Rows of box annotation data:
━━━━

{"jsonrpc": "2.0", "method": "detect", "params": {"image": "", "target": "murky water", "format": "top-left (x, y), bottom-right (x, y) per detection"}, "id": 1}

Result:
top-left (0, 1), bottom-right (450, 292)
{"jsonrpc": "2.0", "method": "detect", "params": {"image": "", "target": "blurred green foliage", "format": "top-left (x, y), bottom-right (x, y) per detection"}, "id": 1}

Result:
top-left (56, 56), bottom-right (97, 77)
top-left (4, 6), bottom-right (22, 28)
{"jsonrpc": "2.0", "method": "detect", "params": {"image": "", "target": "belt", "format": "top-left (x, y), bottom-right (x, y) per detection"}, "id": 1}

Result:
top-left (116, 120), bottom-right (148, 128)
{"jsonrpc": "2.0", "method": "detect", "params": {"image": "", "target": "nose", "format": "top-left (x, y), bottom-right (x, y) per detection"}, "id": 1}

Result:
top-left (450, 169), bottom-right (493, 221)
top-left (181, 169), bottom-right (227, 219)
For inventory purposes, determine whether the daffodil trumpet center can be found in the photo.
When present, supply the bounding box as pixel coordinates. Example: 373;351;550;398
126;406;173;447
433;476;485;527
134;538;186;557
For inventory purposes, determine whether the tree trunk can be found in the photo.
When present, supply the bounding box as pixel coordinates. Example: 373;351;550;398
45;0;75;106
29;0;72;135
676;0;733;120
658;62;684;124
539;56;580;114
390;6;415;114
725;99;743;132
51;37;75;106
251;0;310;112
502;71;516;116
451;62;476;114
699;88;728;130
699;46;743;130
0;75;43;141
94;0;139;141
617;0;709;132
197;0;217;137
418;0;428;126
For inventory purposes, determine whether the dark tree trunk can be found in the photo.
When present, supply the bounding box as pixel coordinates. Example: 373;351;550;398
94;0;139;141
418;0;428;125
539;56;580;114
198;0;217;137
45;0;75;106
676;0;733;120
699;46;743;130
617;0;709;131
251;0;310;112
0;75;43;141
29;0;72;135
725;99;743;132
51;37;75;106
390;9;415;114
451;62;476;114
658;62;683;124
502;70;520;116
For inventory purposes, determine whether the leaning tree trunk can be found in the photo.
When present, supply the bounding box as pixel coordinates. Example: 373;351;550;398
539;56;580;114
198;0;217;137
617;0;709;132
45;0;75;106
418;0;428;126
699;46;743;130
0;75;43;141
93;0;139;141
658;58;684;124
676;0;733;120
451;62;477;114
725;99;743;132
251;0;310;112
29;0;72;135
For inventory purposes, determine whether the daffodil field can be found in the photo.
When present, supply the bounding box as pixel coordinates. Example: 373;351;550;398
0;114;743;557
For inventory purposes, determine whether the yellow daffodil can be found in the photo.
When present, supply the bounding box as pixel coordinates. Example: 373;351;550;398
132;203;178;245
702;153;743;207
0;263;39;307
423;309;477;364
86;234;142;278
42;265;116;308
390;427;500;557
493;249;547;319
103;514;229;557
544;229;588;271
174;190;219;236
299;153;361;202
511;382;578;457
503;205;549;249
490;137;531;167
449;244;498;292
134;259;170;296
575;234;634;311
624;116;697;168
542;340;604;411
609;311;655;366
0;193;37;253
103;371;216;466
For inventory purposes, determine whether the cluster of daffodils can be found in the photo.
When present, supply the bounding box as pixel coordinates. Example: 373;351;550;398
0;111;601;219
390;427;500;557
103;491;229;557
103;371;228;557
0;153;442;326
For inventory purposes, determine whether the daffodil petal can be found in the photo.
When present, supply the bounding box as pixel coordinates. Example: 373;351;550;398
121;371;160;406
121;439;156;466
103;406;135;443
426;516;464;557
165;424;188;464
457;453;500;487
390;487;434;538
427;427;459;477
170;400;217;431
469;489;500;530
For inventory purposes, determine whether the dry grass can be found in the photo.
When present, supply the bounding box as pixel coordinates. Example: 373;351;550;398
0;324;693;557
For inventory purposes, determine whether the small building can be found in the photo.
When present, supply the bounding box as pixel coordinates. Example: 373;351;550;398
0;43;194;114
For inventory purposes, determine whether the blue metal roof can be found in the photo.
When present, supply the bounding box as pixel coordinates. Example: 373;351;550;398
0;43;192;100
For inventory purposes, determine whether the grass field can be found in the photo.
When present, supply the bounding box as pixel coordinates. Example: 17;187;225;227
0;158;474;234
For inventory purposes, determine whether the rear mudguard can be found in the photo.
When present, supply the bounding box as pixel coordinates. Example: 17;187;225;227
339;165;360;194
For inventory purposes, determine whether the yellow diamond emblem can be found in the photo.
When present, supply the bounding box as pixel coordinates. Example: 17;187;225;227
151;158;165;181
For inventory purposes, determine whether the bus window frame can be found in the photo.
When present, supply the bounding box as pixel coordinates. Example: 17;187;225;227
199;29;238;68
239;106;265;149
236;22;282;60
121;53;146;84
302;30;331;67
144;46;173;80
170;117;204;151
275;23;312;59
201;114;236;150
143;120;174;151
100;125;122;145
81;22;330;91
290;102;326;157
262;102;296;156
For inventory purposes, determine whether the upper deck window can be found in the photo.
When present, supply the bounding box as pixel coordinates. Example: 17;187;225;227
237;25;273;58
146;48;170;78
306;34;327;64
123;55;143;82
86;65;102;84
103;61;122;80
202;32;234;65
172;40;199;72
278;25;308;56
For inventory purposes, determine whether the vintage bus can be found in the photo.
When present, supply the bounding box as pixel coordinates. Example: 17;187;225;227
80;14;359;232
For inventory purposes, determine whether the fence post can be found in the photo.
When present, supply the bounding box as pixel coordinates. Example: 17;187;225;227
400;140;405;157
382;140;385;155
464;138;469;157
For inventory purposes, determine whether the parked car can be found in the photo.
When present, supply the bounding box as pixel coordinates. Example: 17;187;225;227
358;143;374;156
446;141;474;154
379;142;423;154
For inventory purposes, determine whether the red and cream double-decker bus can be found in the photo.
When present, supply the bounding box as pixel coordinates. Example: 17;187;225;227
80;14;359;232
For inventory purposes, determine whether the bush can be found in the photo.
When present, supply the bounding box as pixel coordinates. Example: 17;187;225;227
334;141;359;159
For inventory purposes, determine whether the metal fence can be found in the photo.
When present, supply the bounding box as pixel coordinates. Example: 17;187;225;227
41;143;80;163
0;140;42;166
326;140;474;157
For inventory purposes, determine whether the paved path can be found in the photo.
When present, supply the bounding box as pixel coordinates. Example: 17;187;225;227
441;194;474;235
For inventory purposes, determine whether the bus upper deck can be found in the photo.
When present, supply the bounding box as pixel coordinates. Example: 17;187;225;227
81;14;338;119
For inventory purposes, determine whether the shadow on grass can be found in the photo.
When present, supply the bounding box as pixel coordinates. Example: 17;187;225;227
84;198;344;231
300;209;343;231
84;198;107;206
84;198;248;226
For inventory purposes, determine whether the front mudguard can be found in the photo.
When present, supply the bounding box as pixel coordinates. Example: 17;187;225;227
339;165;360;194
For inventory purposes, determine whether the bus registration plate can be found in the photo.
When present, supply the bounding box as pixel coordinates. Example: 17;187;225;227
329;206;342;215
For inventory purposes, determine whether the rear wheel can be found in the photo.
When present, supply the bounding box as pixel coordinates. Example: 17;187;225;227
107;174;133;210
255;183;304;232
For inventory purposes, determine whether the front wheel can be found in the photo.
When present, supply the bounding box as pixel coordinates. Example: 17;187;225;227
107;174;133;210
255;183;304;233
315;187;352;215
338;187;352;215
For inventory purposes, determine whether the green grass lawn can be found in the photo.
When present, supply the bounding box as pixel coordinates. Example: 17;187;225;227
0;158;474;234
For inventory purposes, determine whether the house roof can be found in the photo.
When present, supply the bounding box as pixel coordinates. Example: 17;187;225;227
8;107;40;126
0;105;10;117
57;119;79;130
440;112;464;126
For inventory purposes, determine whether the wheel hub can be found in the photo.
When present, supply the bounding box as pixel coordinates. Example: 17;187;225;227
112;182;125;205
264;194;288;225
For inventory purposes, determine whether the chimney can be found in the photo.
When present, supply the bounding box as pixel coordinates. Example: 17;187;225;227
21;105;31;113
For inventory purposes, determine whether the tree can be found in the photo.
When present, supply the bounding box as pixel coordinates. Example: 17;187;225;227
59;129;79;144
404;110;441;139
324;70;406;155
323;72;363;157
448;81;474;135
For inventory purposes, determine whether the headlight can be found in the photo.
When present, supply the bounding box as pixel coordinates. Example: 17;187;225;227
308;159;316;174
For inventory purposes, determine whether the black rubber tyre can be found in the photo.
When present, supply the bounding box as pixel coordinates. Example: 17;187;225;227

━━━━

Exercise:
Copy out everything from the line containing "For inventory purposes, determine whether the front wheel" down to the line containing "338;187;352;215", switching "front wheel" to "rear wheel" and leaving everything else the same.

Exercise answer:
For inventory purposes, determine whether the rear wheel can be found in the photo.
When present, supply the bounding box as pixel coordinates. Example: 17;187;225;227
107;174;133;210
255;183;304;233
315;187;352;215
338;187;352;215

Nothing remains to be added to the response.